*** Data for review

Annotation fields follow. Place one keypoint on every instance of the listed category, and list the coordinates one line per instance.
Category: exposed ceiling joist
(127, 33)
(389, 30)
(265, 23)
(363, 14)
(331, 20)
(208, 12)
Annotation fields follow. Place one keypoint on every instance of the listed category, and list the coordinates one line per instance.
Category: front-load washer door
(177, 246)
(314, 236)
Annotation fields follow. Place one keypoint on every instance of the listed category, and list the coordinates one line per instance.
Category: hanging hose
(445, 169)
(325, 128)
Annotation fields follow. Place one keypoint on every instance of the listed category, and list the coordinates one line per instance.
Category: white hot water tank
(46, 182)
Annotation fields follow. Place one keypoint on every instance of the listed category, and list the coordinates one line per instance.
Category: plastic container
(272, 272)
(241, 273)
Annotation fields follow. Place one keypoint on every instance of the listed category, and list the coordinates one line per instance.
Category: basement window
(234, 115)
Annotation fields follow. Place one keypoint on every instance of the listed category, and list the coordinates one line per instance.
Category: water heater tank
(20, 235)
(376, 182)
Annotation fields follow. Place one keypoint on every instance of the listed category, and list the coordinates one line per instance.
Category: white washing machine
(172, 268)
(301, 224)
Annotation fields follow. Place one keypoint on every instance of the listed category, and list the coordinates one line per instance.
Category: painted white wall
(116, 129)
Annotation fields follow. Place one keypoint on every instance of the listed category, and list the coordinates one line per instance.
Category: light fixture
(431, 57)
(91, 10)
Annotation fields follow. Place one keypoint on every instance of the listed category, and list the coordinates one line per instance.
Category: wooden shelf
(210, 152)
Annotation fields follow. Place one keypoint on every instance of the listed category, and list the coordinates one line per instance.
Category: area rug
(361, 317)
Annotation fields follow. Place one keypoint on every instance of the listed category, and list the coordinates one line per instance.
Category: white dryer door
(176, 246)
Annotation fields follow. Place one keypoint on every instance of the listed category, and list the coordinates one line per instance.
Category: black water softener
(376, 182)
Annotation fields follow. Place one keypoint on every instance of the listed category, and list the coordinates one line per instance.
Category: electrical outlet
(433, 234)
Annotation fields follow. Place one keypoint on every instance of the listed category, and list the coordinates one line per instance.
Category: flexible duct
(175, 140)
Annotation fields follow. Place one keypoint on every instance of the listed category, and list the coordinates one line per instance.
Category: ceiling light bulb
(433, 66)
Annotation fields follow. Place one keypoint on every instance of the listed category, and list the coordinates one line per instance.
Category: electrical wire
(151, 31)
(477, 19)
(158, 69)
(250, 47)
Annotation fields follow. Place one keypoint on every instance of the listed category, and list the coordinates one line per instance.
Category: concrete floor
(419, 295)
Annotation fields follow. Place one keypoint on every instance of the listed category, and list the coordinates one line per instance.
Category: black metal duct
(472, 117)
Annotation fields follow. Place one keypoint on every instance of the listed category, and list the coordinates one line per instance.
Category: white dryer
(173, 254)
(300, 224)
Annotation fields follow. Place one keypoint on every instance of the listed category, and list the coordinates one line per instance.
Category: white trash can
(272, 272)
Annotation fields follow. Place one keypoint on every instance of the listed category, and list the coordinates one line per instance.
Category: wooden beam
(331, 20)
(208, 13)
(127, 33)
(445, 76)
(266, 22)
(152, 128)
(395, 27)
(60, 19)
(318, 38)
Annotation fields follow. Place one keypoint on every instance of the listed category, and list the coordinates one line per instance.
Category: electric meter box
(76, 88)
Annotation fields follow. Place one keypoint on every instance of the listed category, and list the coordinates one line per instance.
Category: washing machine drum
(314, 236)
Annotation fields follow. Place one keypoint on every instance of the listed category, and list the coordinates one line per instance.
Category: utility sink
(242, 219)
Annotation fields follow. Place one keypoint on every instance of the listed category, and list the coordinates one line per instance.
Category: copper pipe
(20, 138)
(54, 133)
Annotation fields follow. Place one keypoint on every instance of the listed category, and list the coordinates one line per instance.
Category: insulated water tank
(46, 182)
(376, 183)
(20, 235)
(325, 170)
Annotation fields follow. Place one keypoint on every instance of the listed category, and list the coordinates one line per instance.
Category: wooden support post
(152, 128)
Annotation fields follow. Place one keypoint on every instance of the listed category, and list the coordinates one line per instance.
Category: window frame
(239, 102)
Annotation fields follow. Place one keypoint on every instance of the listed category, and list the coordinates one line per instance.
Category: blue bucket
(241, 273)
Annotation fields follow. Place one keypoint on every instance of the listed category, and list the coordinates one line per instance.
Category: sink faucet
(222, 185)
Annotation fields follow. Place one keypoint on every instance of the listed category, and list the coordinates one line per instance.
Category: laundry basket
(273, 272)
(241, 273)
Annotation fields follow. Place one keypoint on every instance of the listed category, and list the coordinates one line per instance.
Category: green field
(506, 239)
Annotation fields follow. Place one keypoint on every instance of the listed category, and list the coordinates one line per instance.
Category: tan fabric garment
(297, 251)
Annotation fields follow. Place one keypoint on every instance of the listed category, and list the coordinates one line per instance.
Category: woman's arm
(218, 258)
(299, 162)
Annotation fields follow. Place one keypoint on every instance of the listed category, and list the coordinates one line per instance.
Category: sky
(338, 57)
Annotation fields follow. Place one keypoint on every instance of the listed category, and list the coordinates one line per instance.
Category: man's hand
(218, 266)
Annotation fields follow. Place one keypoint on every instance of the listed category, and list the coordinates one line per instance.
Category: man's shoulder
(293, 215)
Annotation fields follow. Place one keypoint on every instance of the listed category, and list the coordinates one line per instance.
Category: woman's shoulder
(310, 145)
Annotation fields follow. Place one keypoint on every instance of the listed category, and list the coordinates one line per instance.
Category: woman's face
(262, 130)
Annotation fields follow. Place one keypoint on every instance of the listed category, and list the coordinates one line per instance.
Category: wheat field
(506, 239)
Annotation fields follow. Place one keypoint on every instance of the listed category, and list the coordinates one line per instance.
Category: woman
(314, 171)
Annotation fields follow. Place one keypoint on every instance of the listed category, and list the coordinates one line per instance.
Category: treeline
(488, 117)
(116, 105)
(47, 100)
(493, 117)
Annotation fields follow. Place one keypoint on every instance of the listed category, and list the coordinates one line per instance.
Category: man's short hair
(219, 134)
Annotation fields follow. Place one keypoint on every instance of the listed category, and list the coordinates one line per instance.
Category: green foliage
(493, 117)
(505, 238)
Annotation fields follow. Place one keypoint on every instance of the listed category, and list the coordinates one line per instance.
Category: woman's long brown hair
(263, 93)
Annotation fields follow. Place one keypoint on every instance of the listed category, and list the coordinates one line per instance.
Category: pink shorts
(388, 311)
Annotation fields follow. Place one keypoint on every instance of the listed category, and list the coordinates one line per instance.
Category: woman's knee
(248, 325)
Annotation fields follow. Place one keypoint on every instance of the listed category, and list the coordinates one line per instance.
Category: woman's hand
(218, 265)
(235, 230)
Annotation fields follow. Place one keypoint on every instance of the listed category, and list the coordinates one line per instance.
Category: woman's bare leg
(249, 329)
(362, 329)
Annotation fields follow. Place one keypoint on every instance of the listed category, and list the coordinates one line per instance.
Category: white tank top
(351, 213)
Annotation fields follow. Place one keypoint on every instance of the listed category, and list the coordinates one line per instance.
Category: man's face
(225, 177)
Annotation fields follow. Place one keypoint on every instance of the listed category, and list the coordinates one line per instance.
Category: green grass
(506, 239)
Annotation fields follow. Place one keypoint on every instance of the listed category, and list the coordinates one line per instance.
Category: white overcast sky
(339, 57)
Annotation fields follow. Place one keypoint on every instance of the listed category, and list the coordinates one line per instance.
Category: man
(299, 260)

******

Problem details:
Restate the whole of the data exactly.

Response to this exercise:
Annotation fields follow. Place one keypoint on every instance of the listed category, and list the coordinates one line per instance.
Category: exposed ceiling joist
(127, 33)
(389, 30)
(265, 23)
(363, 14)
(331, 20)
(208, 12)
Annotation fields follow. Place one keypoint on every instance of the listed category, and list the coordinates one line per instance.
Category: front-load washer door
(177, 246)
(314, 236)
Annotation fields follow. Place one keypoint on every instance of the listed category, and list the coordinates one line per instance.
Category: hanging hose
(445, 169)
(325, 128)
Annotation fields follow. Place one keypoint on every instance of the listed category, and list the coordinates one line per instance.
Category: white hot water tank
(46, 182)
Annotation fields follow. Place one keypoint on every instance of the listed category, and list the coordinates one line per instance.
Category: plastic container
(272, 272)
(241, 273)
Annotation fields follow. Place one keypoint on every instance of the listed category, and list the coordinates one line per instance.
Category: basement window
(234, 115)
Annotation fields follow. Place one keypoint on every instance of the listed category, and list the coordinates one line per instance.
Category: water heater tank
(20, 235)
(376, 182)
Annotation fields follow. Place one keypoint on every instance of the listed category, and list the coordinates one line per instance.
Category: white washing machine
(172, 268)
(301, 224)
Annotation fields follow. Place one keypoint on every instance of the listed category, and list the coordinates one line per instance.
Category: painted white wall
(116, 129)
Annotation fields follow. Place one keypoint on every instance of the listed category, and list the coordinates one line per instance.
Category: light fixture
(431, 57)
(91, 10)
Annotation fields follow. Place one keypoint on every instance of the listed category, and list the coordinates one line per instance.
Category: wooden shelf
(210, 152)
Annotation fields follow. Place one keypoint on every instance of the listed category, and list the coordinates one line per instance.
Category: area rug
(361, 317)
Annotation fields follow. Place one keypoint on every instance of the listed category, and list the coordinates one line per instance.
Category: white dryer door
(176, 246)
Annotation fields follow. Place one keypoint on every instance of the listed category, and list the coordinates one line per instance.
Category: black water softener
(376, 182)
Annotation fields follow. Place one keypoint on every instance of the listed category, and list the coordinates one line per instance.
Category: electrical outlet
(433, 234)
Annotation fields follow. Place one keypoint on every instance of the listed category, and list the coordinates one line per instance.
Category: flexible duct
(175, 140)
Annotation fields follow. Place one keypoint on every instance of the listed category, and list the coordinates one line per instance.
Category: ceiling light bulb
(433, 66)
Annotation fields follow. Place one keypoint on every instance of the listed category, and list the coordinates one line per instance.
Category: electrical wire
(151, 31)
(477, 19)
(158, 69)
(250, 47)
Annotation fields follow. Place one keypoint on every instance of the listed category, and list the coordinates one line per instance.
Category: concrete floor
(419, 295)
Annotation fields follow. Place one keypoint on every instance of the listed category, and list the coordinates one line per instance.
Category: black metal duct
(472, 117)
Annotation fields follow. Place one keypoint on every instance of the listed category, and list the coordinates one line per instance.
Category: white dryer
(173, 254)
(300, 224)
Annotation fields follow. Place one keypoint on every instance of the listed category, and list the coordinates one line per instance.
Category: white trash can
(272, 272)
Annotation fields follow. Place one keypoint on every instance of the listed category, and list the coordinates one line per instance.
Category: wooden beam
(331, 20)
(208, 13)
(127, 33)
(445, 76)
(266, 22)
(152, 128)
(395, 27)
(60, 19)
(318, 38)
Annotation fields follow. Place one keypoint on every instance of the listed category, and list the coordinates one line per instance.
Category: electric meter box
(76, 88)
Annotation fields follow. Place one keypoint on every instance of the listed category, and list the coordinates one line per instance.
Category: washing machine drum
(314, 236)
Annotation fields follow. Place one keypoint on every instance of the listed category, and list the coordinates one line per instance.
Category: utility sink
(242, 219)
Annotation fields follow. Place one keypoint on every instance of the listed category, and list the coordinates one line per instance.
Category: copper pipe
(20, 138)
(54, 133)
Annotation fields follow. Place one keypoint on every instance of the listed category, and list the coordinates one line per instance.
Category: insulated water tank
(46, 182)
(376, 183)
(20, 235)
(325, 170)
Annotation fields follow. Place one keypoint on every instance of the listed category, and list the coordinates one line per instance.
Category: wooden support post
(152, 128)
Annotation fields follow. Place one keypoint on every instance of the listed category, and list the coordinates one line per instance.
Category: window frame
(239, 102)
Annotation fields follow. Place one keypoint on every instance of the listed category, and list the coordinates one line per instance.
Category: blue bucket
(241, 273)
Annotation fields follow. Place one keypoint on every instance of the listed category, and list the coordinates one line per instance.
Category: sink faucet
(222, 185)
Annotation fields follow. Place one keypoint on every instance of the listed category, and list the coordinates one line per instance.
Category: laundry basket
(273, 272)
(241, 273)
Annotation fields follow. Place one keypoint on every instance of the listed category, and list the coordinates one line per instance.
Category: green field
(506, 239)
Annotation fields follow. Place one keypoint on every instance of the listed category, and list the coordinates one line per instance.
Category: tan fabric garment
(297, 251)
Annotation fields follow. Place one keypoint on every instance of the listed category, and list the coordinates one line per instance.
Category: woman's arm
(218, 258)
(299, 162)
Annotation fields follow. Place one keypoint on every instance of the listed category, and list the coordinates one line per instance.
Category: sky
(338, 57)
Annotation fields follow. Place one keypoint on every instance of the listed category, and list the coordinates one line per instance.
Category: man's hand
(218, 266)
Annotation fields follow. Place one keypoint on every instance of the listed category, and list the coordinates one line per instance.
Category: man's shoulder
(293, 215)
Annotation fields follow. Place one keypoint on every instance of the listed category, and list the coordinates one line per instance.
Category: woman's shoulder
(310, 145)
Annotation fields follow. Place one keypoint on every instance of the listed category, and list the coordinates one line per instance.
Category: woman's face
(262, 130)
Annotation fields follow. Place one keypoint on every instance of the listed category, and list the coordinates one line per instance.
Category: wheat field
(506, 239)
Annotation fields follow. Place one keypoint on every instance of the listed category, and list the coordinates one line per instance.
Category: woman
(314, 171)
Annotation fields follow. Place one keypoint on every instance of the listed category, and list the coordinates one line per instance.
Category: treeline
(488, 117)
(116, 105)
(47, 100)
(493, 117)
Annotation fields follow. Place one keypoint on every instance of the listed category, and list the coordinates one line per instance.
Category: man's short hair
(219, 134)
Annotation fields follow. Place one keypoint on every instance of the listed category, and list the coordinates one line per instance.
Category: green foliage
(493, 117)
(505, 238)
Annotation fields follow. Place one keypoint on every instance of the listed category, and list the coordinates one line per instance.
Category: woman's long brown hair
(263, 93)
Annotation fields follow. Place one keypoint on every instance of the listed category, and list the coordinates one line per instance.
Category: pink shorts
(388, 311)
Annotation fields follow. Place one keypoint on every instance of the listed category, and list the coordinates one line per instance.
Category: woman's knee
(248, 325)
Annotation fields follow. Place one keypoint on every instance of the listed category, and list the coordinates one line per instance.
Category: woman's hand
(218, 265)
(235, 230)
Annotation fields follow. Place one keypoint on every instance of the listed category, and list the coordinates one line per instance.
Category: woman's bare leg
(249, 329)
(362, 329)
Annotation fields follow. Place one keypoint on every instance of the listed category, and list the coordinates one line per instance.
Category: white tank top
(351, 213)
Annotation fields follow. Place one keypoint on every instance of the listed category, and list the coordinates one line per instance.
Category: man's face
(225, 177)
Annotation fields follow. Place one keypoint on every instance of the listed category, and list the coordinates one line per instance.
Category: green grass
(506, 239)
Annotation fields follow. Place one keypoint on every instance of the listed category, and list the coordinates one line per instance.
Category: white overcast sky
(339, 57)
Annotation fields follow. Place one keypoint on every instance of the listed category, and list the coordinates one line per instance.
Category: man
(299, 260)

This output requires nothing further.